Point annotation dataset records
>> START

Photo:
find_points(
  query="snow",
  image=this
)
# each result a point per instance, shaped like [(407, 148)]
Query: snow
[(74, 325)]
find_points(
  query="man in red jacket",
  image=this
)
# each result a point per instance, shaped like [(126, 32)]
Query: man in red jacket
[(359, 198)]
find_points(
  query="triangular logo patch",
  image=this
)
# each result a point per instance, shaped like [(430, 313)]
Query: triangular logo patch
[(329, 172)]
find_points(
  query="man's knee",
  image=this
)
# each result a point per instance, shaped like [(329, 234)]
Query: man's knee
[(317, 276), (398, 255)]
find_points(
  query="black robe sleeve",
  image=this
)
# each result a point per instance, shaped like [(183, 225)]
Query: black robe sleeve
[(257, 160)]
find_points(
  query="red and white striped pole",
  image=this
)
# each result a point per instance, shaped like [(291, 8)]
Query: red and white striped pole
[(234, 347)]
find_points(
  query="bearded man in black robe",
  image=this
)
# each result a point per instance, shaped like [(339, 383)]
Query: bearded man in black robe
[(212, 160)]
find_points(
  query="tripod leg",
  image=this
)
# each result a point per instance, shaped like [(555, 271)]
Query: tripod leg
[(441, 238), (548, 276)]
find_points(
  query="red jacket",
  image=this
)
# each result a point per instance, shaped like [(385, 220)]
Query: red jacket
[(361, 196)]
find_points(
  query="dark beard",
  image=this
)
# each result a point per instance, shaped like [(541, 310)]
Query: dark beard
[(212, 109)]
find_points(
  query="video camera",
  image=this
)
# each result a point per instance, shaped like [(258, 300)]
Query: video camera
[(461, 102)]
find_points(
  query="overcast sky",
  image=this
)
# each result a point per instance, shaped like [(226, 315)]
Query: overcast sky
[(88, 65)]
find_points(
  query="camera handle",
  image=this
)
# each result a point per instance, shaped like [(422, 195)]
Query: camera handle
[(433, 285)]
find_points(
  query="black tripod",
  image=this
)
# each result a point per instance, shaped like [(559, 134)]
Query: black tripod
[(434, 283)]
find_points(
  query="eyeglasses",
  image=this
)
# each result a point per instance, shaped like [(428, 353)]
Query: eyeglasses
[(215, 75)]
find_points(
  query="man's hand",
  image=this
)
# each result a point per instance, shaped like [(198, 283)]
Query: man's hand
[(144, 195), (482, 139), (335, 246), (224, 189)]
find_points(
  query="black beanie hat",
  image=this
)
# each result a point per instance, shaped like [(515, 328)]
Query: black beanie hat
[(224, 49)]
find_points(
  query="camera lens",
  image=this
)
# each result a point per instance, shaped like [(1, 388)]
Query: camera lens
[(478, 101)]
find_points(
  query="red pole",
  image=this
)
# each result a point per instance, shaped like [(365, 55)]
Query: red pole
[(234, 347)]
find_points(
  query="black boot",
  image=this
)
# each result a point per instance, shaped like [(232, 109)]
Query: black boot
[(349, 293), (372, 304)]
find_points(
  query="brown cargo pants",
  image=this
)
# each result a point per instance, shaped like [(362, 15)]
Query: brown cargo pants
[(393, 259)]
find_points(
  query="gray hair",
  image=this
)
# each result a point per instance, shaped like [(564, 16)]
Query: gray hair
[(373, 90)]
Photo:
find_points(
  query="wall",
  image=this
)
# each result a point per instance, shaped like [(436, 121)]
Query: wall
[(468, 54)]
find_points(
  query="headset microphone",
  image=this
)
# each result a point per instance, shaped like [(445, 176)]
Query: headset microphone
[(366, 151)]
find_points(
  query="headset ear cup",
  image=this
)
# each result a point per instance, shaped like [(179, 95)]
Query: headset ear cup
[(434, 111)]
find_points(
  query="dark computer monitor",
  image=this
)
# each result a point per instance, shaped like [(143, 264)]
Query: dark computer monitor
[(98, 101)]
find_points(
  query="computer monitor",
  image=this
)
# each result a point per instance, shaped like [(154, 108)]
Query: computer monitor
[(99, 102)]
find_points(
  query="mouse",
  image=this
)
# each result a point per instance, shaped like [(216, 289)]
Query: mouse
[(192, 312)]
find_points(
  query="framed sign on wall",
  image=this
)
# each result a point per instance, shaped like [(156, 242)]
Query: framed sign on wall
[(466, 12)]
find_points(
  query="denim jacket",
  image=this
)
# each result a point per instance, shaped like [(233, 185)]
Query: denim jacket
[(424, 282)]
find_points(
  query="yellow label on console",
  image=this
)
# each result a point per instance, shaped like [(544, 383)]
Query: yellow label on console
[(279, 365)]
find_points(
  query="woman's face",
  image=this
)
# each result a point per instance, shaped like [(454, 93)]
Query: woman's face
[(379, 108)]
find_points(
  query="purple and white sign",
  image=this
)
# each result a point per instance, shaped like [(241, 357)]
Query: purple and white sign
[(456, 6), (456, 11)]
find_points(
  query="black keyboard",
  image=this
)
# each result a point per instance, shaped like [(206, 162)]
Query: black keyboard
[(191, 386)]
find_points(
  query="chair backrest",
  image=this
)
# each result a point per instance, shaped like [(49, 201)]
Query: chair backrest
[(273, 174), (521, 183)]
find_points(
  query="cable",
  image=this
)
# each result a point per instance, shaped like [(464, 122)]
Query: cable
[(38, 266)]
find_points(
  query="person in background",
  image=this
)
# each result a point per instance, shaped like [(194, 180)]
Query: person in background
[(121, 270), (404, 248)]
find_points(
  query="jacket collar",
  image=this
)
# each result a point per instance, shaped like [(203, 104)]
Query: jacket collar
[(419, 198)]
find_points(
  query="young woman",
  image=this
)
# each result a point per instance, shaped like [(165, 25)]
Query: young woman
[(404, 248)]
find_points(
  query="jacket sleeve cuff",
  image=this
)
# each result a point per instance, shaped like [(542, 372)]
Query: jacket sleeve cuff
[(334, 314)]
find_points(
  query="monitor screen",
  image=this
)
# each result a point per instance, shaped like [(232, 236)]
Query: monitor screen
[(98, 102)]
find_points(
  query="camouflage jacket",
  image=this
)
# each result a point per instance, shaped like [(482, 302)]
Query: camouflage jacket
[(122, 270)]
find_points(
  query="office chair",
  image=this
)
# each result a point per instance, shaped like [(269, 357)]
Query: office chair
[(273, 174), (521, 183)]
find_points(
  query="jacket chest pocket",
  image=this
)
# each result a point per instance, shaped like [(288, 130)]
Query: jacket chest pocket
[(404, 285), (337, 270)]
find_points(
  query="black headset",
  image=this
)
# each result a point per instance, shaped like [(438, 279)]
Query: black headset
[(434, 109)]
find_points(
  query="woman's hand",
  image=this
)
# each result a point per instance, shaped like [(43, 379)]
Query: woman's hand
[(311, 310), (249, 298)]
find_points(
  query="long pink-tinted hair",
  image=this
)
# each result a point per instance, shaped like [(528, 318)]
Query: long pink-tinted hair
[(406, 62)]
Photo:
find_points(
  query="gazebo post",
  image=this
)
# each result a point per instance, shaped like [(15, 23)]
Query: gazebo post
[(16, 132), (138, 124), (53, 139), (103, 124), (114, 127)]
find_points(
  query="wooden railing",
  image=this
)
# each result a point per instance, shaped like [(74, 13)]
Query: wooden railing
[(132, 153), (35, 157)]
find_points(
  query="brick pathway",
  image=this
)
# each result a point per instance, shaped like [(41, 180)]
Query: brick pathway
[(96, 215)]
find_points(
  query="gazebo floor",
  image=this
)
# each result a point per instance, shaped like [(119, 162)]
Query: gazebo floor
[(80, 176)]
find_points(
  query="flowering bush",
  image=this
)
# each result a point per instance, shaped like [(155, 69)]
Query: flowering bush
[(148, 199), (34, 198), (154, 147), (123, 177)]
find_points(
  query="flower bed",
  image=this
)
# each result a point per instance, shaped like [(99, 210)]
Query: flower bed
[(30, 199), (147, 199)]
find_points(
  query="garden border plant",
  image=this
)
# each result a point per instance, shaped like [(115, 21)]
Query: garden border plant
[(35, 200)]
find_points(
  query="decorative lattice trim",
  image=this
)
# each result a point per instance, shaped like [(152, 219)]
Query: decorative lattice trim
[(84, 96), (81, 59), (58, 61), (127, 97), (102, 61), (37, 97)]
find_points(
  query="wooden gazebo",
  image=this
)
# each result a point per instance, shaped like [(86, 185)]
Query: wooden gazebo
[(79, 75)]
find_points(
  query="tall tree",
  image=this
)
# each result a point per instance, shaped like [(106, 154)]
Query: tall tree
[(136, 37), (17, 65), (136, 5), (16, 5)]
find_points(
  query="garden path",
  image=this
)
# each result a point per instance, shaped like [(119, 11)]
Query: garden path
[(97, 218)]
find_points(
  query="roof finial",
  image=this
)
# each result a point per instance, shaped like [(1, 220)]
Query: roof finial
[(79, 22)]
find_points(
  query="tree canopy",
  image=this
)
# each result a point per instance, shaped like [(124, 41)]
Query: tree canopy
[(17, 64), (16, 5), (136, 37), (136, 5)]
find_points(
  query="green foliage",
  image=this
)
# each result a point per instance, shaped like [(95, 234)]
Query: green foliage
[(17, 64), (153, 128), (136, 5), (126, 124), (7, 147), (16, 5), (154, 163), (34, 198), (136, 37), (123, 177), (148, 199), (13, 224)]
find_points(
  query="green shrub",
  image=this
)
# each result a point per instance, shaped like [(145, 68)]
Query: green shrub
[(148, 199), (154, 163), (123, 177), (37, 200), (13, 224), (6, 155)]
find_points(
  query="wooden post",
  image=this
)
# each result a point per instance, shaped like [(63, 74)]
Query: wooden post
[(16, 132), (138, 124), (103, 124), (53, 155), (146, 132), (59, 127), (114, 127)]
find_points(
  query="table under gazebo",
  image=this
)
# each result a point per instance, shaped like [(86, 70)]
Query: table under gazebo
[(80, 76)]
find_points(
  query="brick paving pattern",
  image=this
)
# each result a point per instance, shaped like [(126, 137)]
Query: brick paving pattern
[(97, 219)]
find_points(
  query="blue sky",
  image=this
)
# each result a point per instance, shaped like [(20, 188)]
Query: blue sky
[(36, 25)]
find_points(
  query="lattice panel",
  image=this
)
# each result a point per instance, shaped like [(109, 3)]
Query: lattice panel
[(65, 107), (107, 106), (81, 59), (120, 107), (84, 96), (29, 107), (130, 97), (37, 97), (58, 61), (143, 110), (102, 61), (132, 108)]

>> END

THE PROBLEM: Reproduce the stretch of the listing from its beginning through the line containing "[(329, 172)]", substituting "triangle-shaped logo patch" for "triangular logo patch" throughout and leaving everything else unchanged.

FULL ANSWER:
Photo:
find_points(
  query="snow",
  image=this
)
# each result a point per instance, shaped like [(407, 148)]
Query: snow
[(74, 325)]
find_points(
  query="man in red jacket",
  image=this
)
# each result a point per instance, shaped like [(126, 32)]
Query: man in red jacket
[(359, 198)]
find_points(
  query="triangle-shaped logo patch",
  image=this
)
# each result a point per instance, shaped like [(430, 313)]
Query: triangle-shaped logo patch
[(329, 172)]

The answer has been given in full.